■ **WHAT IS BEING ASKED**:
Print every line of the entries below verbatim, omitting the pictures.

■ **ENTRIES**:
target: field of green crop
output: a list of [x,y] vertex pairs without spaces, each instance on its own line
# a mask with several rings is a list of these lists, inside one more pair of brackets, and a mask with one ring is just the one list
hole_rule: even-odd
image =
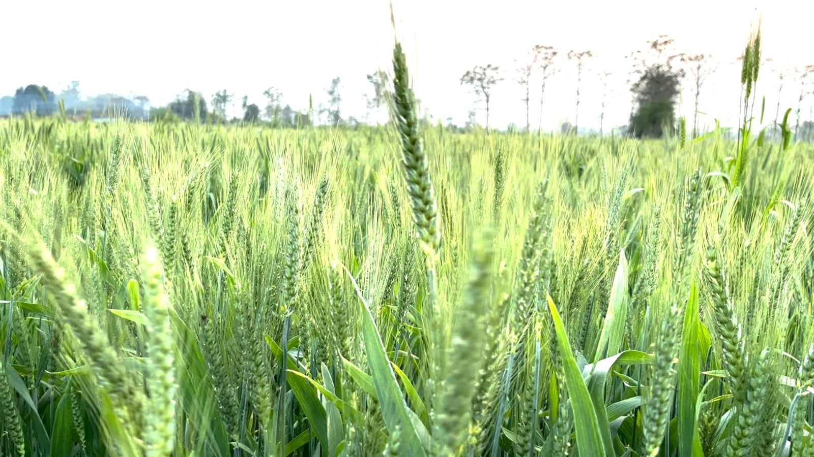
[[814,455],[814,149],[0,122],[0,455]]

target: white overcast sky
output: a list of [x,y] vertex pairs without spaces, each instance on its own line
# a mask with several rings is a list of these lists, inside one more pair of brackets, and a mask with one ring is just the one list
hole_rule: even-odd
[[[702,94],[702,122],[722,118],[734,124],[740,91],[735,59],[750,24],[762,14],[764,58],[793,68],[814,64],[811,20],[814,2],[689,0],[685,2],[503,0],[396,0],[396,33],[415,76],[417,96],[435,119],[462,124],[475,102],[461,76],[492,63],[505,81],[493,90],[490,124],[525,124],[521,87],[514,81],[515,60],[536,44],[596,54],[583,76],[580,127],[598,128],[602,85],[596,73],[616,73],[607,98],[605,128],[624,124],[630,93],[624,56],[645,49],[659,34],[676,40],[679,52],[711,54],[719,71]],[[99,93],[147,95],[153,105],[170,102],[186,88],[207,100],[219,89],[265,106],[263,90],[274,86],[283,103],[306,108],[326,102],[325,88],[340,77],[344,115],[364,119],[361,96],[370,92],[365,74],[390,68],[393,28],[387,0],[286,2],[179,2],[0,0],[0,94],[28,84],[59,93],[81,81],[83,96]],[[544,128],[574,120],[574,65],[549,80]],[[767,97],[773,119],[777,78],[763,68],[758,96]],[[532,88],[532,125],[536,126],[539,89]],[[781,109],[796,100],[787,83]],[[812,97],[811,98],[814,98]],[[692,95],[683,92],[682,112],[691,120]],[[796,102],[794,102],[796,105]],[[237,102],[239,104],[239,102]],[[803,106],[803,117],[808,115]],[[771,107],[771,109],[768,109]]]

■ **SOLUTION TO THE PROBLEM**:
target: field of green crop
output: a list of [x,y] vertex pairs without spaces, each instance on its own line
# a mask with several rings is a list of these lists, inside one more pair of brackets, and a mask with one ring is just the one list
hole_rule: even-odd
image =
[[814,455],[814,149],[0,122],[0,455]]

target: white overcast sky
output: a list of [x,y] vertex pairs without spaces, each instance on its own line
# a mask with several rings is a list of these lists, inside one more pair of brackets, and a mask with one ring is just the one list
hole_rule: even-odd
[[[702,94],[702,122],[722,118],[734,124],[740,91],[735,59],[750,24],[762,14],[764,58],[793,68],[814,64],[811,20],[814,2],[689,0],[685,2],[503,0],[396,0],[396,33],[415,76],[417,96],[435,119],[462,124],[475,102],[461,76],[492,63],[505,81],[493,90],[490,124],[525,124],[521,87],[514,81],[515,60],[536,44],[596,54],[583,76],[580,127],[598,128],[602,85],[596,73],[616,73],[607,98],[605,128],[624,124],[630,93],[624,56],[645,49],[659,34],[676,40],[679,52],[711,54],[719,71]],[[99,93],[147,95],[153,105],[170,102],[186,88],[207,100],[219,89],[265,106],[263,90],[274,86],[283,103],[306,108],[326,102],[325,88],[340,77],[344,115],[364,119],[361,96],[370,92],[365,74],[390,68],[393,28],[387,0],[286,2],[179,2],[0,0],[0,94],[28,84],[59,93],[81,81],[83,96]],[[544,128],[574,120],[574,65],[549,80]],[[767,97],[773,119],[777,78],[763,68],[758,96]],[[532,88],[532,125],[536,126],[539,89]],[[781,109],[796,100],[787,83]],[[812,97],[811,98],[814,98]],[[692,95],[683,92],[682,112],[691,120]],[[796,102],[794,102],[796,105]],[[237,102],[239,104],[239,102]],[[803,106],[803,117],[808,115]],[[771,107],[771,109],[768,109]]]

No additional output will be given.